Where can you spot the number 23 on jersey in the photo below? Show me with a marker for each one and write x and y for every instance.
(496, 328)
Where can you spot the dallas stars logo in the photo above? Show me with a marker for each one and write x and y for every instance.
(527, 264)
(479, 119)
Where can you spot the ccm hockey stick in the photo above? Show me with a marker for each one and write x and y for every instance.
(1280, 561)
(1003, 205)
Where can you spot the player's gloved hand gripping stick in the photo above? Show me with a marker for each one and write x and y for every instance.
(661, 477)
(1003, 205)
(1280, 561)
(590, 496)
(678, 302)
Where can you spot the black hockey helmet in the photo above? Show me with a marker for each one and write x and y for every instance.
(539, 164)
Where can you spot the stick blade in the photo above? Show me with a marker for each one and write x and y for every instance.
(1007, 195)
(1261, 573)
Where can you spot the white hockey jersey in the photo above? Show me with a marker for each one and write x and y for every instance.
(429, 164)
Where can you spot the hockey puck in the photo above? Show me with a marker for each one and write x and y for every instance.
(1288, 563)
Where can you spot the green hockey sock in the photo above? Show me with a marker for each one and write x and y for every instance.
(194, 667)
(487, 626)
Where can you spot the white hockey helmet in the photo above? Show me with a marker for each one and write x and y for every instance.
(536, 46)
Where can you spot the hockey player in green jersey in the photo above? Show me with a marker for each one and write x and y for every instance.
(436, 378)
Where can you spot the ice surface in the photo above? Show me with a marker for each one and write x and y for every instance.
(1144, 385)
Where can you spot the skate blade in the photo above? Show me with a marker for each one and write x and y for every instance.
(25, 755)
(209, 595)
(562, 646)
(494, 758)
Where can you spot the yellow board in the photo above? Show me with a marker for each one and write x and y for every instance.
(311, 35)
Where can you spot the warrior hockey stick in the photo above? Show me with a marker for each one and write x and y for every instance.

WHAT TO DO —
Could you rewrite everything from the line containing "Where can you spot the hockey player" down to the end of the entries, replacing "marker" with "dot" and leaving all else unchanged?

REPLY —
Where can you spot the hockey player in green jersey in the photo above? Show me with a dot for each one and write x and y for every instance.
(436, 378)
Where can you spot the ice surface in the photo above? Show me with a dot for each one and write x and y for every instance.
(1144, 385)
Where can you spot the skate blade in the photo above? Show me with a dot for each one and write x and y for every instance.
(25, 755)
(209, 595)
(562, 646)
(494, 758)
Where can you spot the yellow board in the photo above? Show me with a dot for each one and write x and y for every instance.
(311, 35)
Where can you spot the warrior hockey stick in the photo above? Show me with a dot for each one and write x and y for every instance.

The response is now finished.